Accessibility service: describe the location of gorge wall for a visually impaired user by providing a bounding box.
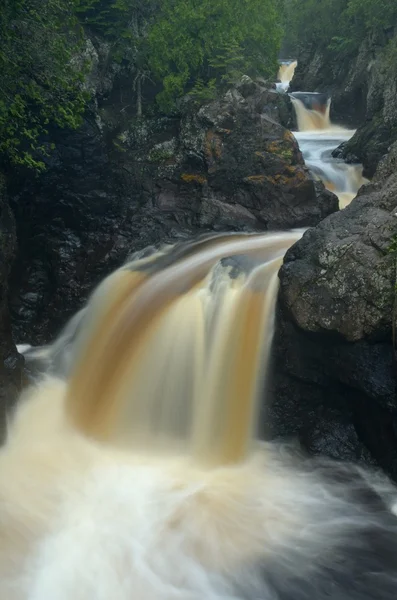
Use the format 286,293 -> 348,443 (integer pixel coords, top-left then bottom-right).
291,28 -> 397,177
9,54 -> 337,344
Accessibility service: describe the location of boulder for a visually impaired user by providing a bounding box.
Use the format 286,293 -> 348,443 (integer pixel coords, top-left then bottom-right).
10,78 -> 338,344
268,153 -> 397,478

════════════════

* [Exercise goal] Switch "integer pixel coords" to "whole-number pixel coordinates" in the lines from the one containing "Accessibility service: describe the location of boulder" up to and including the final line of the records, leaving everything else as is. Return only those lines.

* [Output]
Accessibility service: describe the location of boulder for a visually impaired user by providing a bounding box.
Use the format 286,293 -> 348,443 (whole-number pixel coordinates, top-left then bottom-right).
10,78 -> 338,344
268,153 -> 397,478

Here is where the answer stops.